Our goal is to gather the information on the pages that are linked from these search results. But...what is the URL of the linked page? Switch to the browser and click on one of the links, then look at the URL. For example, I clicked on a link that results in this URL:

jk <- session %>% html_nodes(css = 'div.result') %>% html_attr('data-jk') %>% .[1]

knitr::asis_output(paste0('http://www.indeed.nl/viewjob?jk=',jk,'&q=analytics&l=Rotterdam&tk=1aj1damgn9molfol&from=web&advn=2456921610110726&sjdu=CeD_uouUPQ4Qp0sjiue0Syb-d0Fgz3t6xrM1hMo54n37cLMoobMfw1FPyCZABK9-3qErRmHXcMUXKiEMdt7Q07br0ipm1N-KqJlpO8SydDO49l2MNzVeEgHah3-sYmQ1b8Jp3RIpEGGzQDPGOpFyE5FIfSxLuJKDAZC0QUMVRIc&pub=4a1b367933fd867b19b072952f68dceb'))

My guess is that jk is the id of the job. I verify this by trying r paste0('http://www.indeed.nl/viewjob?jk=',jk) in my browser---and it works! So now our goal is more focused than before: locate these jk values somewhere in the search results (and specifically, in the HTML returned by the selector .results).

We need to search for the string r jk somewhere in the search results using the following code.

jk <- "`r jk`"

The following XPATH query returns any nodes that contain the string jk in one of their attributes (for example, it would match r paste0('<div id="recJobLoc_', jk, '">') because the id attribute contains the string r jk):

results %>% html_nodes(xpath = paste0('//*[@*[contains(., "', jk, '")]]'))

len_jk <- results %>% html_nodes(xpath = paste0('//*[@*[contains(., "', jk, '")]]')) %>% length

The first job id (r jk) is embedded in r len_jk different locations (note: depending on your search results, there might be a different number). But we get lucky: I recognize the first node as the top-level div associated with each search result. In that div, the job id is stored as the value of the data-jk attribute. Let's see if we can extract the job id's by reading the values of the data-jk attribute.

(job_ids <- results %>% html_attr('data-jk'))

That looks like a list of job ids!

But which search results are sponsored and which ones are not? Going back to the browser, we can see that the sponsored links include the word 'Gesponsord', and using SelectorGadget, it appears the sponsored results are identified by the selector .sponsoredGray. The following query tests whether the results HTML includes a node matching the selector .sponsoredGray.

(sponsored <- map_lgl(results, ~length(html_nodes(., '.sponsoredGray')) > 0))

We can now store some information about the first set of search results:

(jobs <- tibble(id = job_ids, sponsored_result = sponsored))

Do it again

What about the next page of results? Using SelectorGadget, I determine that the "Next" ("Volgende") button can be found through the CSS selector .pagination a:last-child. Extracting that node yields the following.

session %>% html_nodes('.pagination a:last-child')

Can we follow that link?

next_page_url <- session %>% html_nodes('.pagination a:last-child') %>% html_attr('href')
(next_page <- session %>% jump_to( next_page_url ))

Does our earlier code work on the second page?

(results <- next_page %>% html_nodes( css = '.result' ))
(job_ids <- results %>% html_attr( 'data-jk' ))
(sponsored <- map_lgl(results, ~length(html_nodes(., '.sponsoredGray')) > 0))

Boundary annotation records:
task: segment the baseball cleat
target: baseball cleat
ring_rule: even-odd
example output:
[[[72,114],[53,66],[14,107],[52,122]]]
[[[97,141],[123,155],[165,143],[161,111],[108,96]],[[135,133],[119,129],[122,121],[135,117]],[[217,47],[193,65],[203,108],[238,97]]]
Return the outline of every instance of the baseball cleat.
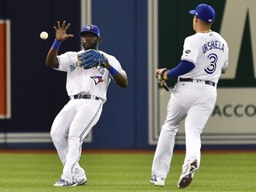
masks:
[[[84,185],[86,181],[87,181],[87,179],[76,180],[76,186]]]
[[[76,186],[76,185],[77,185],[77,183],[76,183],[76,182],[68,182],[68,180],[60,179],[53,186],[62,187],[62,186]]]
[[[191,159],[182,171],[178,182],[178,188],[185,188],[192,181],[195,172],[197,171],[197,160]]]
[[[164,187],[165,178],[164,177],[156,177],[155,175],[151,177],[150,183],[155,184],[155,186]]]

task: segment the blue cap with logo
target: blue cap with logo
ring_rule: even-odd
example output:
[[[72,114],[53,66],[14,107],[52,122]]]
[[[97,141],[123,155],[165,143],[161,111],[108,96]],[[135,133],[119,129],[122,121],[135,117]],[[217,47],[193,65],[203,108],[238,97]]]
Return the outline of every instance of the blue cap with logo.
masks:
[[[213,22],[215,19],[214,9],[211,5],[205,4],[199,4],[196,10],[189,11],[189,13],[196,15],[200,20],[208,23]]]
[[[84,33],[92,33],[92,34],[96,35],[98,37],[100,38],[100,29],[95,25],[85,25],[85,26],[84,26],[82,28],[80,35],[82,36],[82,34],[84,34]]]

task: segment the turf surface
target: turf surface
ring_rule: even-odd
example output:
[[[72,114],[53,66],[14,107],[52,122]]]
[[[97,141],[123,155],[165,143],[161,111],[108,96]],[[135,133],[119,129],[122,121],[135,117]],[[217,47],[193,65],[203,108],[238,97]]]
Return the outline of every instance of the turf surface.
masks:
[[[256,152],[203,153],[200,170],[185,189],[177,188],[184,154],[176,153],[165,187],[149,183],[153,153],[84,153],[84,186],[53,187],[62,165],[55,153],[0,153],[1,192],[256,191]]]

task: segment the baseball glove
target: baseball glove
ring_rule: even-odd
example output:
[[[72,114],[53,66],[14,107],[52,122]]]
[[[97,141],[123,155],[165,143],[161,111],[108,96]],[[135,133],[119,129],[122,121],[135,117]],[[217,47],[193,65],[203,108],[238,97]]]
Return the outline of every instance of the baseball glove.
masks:
[[[90,49],[77,55],[81,68],[88,69],[108,62],[108,59],[96,50]]]
[[[166,82],[165,82],[165,80],[164,79],[164,76],[163,76],[163,75],[164,75],[164,73],[165,71],[168,71],[168,70],[166,68],[157,69],[156,70],[156,81],[159,84],[159,85],[161,87],[163,87],[164,89],[165,89],[166,92],[169,92],[170,91],[169,87],[168,87],[168,85],[167,85],[167,84],[166,84]]]

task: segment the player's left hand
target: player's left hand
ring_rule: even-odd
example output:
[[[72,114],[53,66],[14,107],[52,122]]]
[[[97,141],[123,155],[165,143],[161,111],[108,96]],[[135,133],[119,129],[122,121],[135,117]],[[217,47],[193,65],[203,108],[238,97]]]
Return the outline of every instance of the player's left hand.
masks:
[[[108,62],[108,59],[101,55],[100,52],[92,49],[82,52],[81,54],[77,55],[77,57],[79,66],[84,69],[94,68]]]
[[[165,82],[165,80],[168,79],[167,77],[167,69],[166,68],[158,68],[156,69],[156,81],[159,84],[159,85],[163,88],[164,88],[167,92],[169,92],[169,87]]]

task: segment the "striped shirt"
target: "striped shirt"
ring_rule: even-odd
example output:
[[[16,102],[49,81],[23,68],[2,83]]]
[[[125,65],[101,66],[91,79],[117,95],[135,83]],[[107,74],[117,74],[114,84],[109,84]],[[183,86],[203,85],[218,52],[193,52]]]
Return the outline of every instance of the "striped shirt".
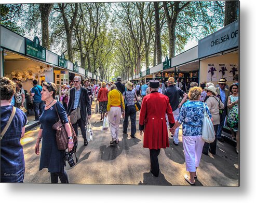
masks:
[[[79,90],[76,90],[76,89],[75,89],[75,100],[74,102],[74,106],[73,107],[73,109],[76,109],[78,107],[79,105],[79,102],[80,102],[80,95],[81,94],[80,89]]]
[[[142,86],[141,86],[141,96],[146,95],[146,90],[148,87],[149,85],[146,84],[144,84]]]

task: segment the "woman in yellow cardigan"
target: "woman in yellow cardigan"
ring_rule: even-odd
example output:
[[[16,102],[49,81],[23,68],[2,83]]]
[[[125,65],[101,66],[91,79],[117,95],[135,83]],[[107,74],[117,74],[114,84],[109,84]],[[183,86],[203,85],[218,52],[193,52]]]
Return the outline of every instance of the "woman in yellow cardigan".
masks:
[[[125,103],[121,93],[117,90],[115,84],[110,87],[110,92],[107,96],[107,106],[105,115],[109,115],[109,122],[110,124],[110,131],[112,139],[110,142],[111,145],[115,142],[119,142],[118,131],[121,115],[125,117]]]

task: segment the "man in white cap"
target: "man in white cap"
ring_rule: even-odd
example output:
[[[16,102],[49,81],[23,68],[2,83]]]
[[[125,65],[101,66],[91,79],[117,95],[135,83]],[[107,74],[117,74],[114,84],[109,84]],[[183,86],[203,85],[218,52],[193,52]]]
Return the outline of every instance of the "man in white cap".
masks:
[[[117,88],[117,90],[119,90],[123,95],[124,92],[125,91],[125,87],[124,84],[121,83],[121,77],[118,76],[117,77],[117,82],[116,82],[115,84],[116,85],[116,88]]]
[[[174,78],[169,77],[167,82],[168,87],[166,88],[164,94],[169,97],[170,105],[172,109],[173,116],[176,122],[180,113],[180,108],[181,107],[186,100],[187,94],[180,88],[174,86],[176,83],[174,82]],[[179,98],[181,96],[183,97],[183,99],[181,103],[179,103]],[[173,136],[173,143],[176,146],[178,146],[179,144],[179,127],[177,127],[175,130],[175,133]]]
[[[225,78],[221,78],[220,81],[217,82],[217,83],[219,84],[219,86],[216,89],[216,92],[218,95],[219,95],[219,97],[220,98],[222,103],[223,103],[225,108],[222,111],[222,113],[221,113],[221,118],[220,119],[220,120],[221,122],[218,127],[217,137],[217,140],[223,142],[224,142],[224,139],[221,136],[221,134],[222,133],[224,122],[225,122],[225,118],[227,115],[227,99],[230,96],[230,91],[225,88],[225,86],[227,84]]]

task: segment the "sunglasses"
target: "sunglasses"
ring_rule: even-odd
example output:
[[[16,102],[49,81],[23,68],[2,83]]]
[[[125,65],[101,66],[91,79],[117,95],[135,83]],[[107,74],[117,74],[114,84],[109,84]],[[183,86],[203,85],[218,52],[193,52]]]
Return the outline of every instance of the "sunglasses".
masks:
[[[51,89],[51,91],[53,92],[55,92],[55,89],[52,87],[52,85],[51,85],[51,83],[50,82],[47,82],[47,84],[50,85],[50,88]]]

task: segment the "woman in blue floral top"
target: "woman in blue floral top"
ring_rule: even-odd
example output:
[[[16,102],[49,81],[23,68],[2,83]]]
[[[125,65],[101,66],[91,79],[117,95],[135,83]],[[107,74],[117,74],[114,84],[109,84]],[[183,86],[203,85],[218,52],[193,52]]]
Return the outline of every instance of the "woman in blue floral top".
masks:
[[[205,141],[202,139],[202,127],[204,119],[204,103],[199,101],[202,89],[194,87],[188,93],[190,100],[184,103],[172,131],[182,124],[182,141],[187,171],[190,177],[184,175],[185,180],[191,185],[195,184],[197,178],[196,169],[199,166]],[[206,111],[211,118],[211,114],[207,106]]]

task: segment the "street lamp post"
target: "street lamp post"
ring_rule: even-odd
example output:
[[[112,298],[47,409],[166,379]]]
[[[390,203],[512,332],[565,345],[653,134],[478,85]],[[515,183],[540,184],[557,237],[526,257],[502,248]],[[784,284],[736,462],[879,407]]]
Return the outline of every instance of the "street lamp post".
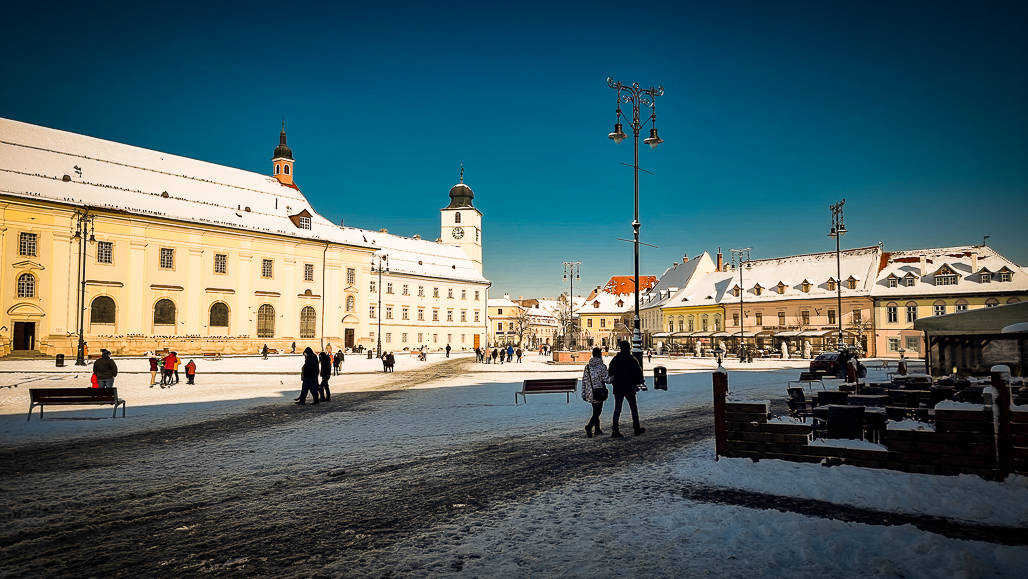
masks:
[[[836,311],[839,322],[839,351],[845,346],[842,335],[842,251],[841,238],[846,233],[846,223],[843,222],[842,206],[846,205],[846,200],[832,204],[832,229],[829,231],[830,238],[836,239],[836,295],[839,309]]]
[[[570,312],[567,316],[567,323],[564,324],[564,348],[571,351],[571,329],[575,327],[575,280],[581,280],[582,276],[582,262],[581,261],[564,261],[564,279],[572,281],[572,287],[567,292],[567,311]],[[578,340],[576,340],[577,342]],[[577,343],[576,343],[577,346]]]
[[[371,256],[371,270],[378,270],[378,357],[382,357],[382,272],[389,272],[389,255],[375,254]]]
[[[742,311],[742,296],[746,293],[745,288],[742,287],[742,264],[749,263],[749,250],[752,248],[744,247],[742,249],[730,249],[728,250],[732,254],[732,261],[739,264],[739,361],[746,361],[746,335],[743,331],[746,325],[746,315]]]
[[[94,236],[95,215],[88,209],[75,212],[75,238],[78,239],[78,349],[75,353],[75,365],[85,365],[85,248],[87,242],[96,242]]]
[[[642,365],[642,333],[639,330],[639,131],[642,123],[639,122],[639,107],[650,107],[650,136],[642,140],[644,143],[656,149],[657,145],[664,142],[657,135],[657,97],[664,94],[663,86],[654,88],[642,88],[637,82],[622,84],[611,77],[607,78],[607,85],[618,93],[617,120],[614,123],[614,131],[608,134],[608,138],[616,144],[624,141],[627,135],[622,130],[621,105],[622,103],[632,106],[632,136],[635,144],[635,162],[632,165],[635,179],[635,217],[632,220],[633,245],[635,246],[635,317],[632,320],[632,355]],[[627,117],[626,117],[627,118]]]

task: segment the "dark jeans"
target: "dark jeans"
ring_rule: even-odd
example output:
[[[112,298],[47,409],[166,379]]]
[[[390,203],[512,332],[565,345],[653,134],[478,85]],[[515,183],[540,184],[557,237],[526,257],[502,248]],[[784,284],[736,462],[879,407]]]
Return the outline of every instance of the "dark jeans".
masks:
[[[589,419],[589,424],[585,425],[586,428],[595,428],[599,430],[599,413],[603,411],[602,402],[592,403],[592,418]]]
[[[635,403],[635,389],[614,391],[614,429],[619,430],[618,421],[621,419],[621,404],[628,400],[628,407],[632,410],[632,428],[639,428],[639,407]]]

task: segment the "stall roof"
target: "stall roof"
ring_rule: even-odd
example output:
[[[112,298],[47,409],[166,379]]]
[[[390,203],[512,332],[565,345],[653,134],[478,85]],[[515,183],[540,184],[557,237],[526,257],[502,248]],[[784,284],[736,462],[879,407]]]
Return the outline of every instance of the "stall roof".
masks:
[[[1028,302],[921,318],[914,322],[914,329],[935,335],[998,334],[1020,322],[1028,322]]]

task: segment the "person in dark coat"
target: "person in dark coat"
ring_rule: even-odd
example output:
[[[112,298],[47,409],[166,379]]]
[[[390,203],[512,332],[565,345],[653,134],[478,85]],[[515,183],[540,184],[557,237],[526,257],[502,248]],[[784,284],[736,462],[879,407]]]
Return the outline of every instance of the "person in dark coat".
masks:
[[[328,378],[332,377],[332,357],[327,352],[322,352],[318,361],[322,367],[322,383],[318,385],[318,393],[321,394],[322,402],[328,402],[332,399],[332,391],[328,389]]]
[[[111,353],[100,351],[100,359],[93,364],[93,373],[97,374],[97,385],[100,388],[114,388],[114,376],[118,375],[118,365],[111,360]]]
[[[321,367],[318,363],[318,355],[310,347],[303,350],[303,368],[300,369],[300,395],[296,398],[297,404],[305,404],[307,393],[314,398],[314,403],[318,403],[318,376]]]
[[[632,410],[632,427],[635,434],[646,432],[646,429],[639,426],[639,409],[635,403],[635,387],[644,384],[642,366],[632,356],[631,343],[621,340],[618,348],[621,351],[611,360],[611,365],[607,369],[614,384],[614,424],[611,426],[611,438],[621,438],[618,421],[621,419],[621,404],[625,400],[628,400],[628,407]]]

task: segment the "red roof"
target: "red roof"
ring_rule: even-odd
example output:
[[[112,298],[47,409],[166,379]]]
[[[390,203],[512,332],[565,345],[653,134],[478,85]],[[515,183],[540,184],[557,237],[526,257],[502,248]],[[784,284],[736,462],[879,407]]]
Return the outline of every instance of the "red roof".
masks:
[[[657,276],[639,276],[639,288],[641,291],[646,291],[655,285],[657,285]],[[635,293],[635,277],[612,276],[607,285],[603,286],[603,291],[618,295]]]

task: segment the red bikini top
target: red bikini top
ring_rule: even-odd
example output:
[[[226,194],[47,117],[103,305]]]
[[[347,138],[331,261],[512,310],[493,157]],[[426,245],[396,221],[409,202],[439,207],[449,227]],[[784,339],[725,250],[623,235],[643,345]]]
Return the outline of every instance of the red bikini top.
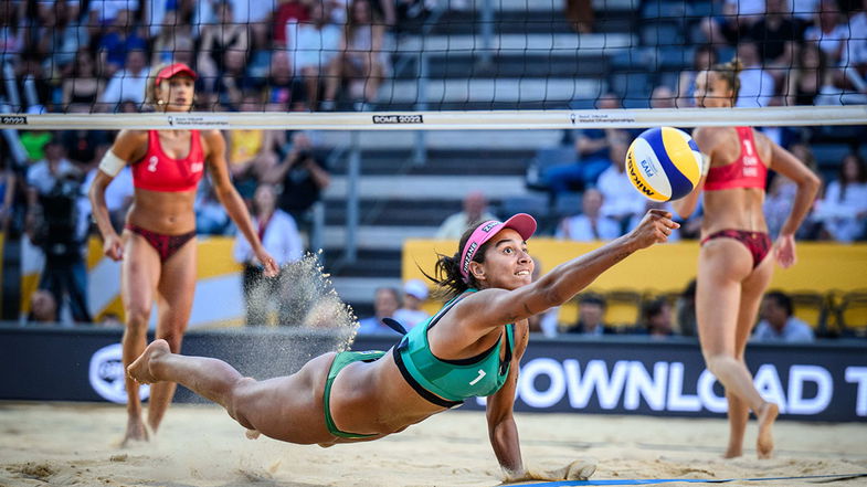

### DIRECTIONS FOR THIS TASK:
Quote each question that appears in the scraping walkthrough. The records have no connection to the scraping walkthrough.

### PROBLEM SOLUTION:
- "But...what is the URL of the linked page?"
- "But which search results are sponsored and which ones are not?"
- "What about the next page of results?"
- "Can we follow that link?"
- "Does our earlier code work on the second page?"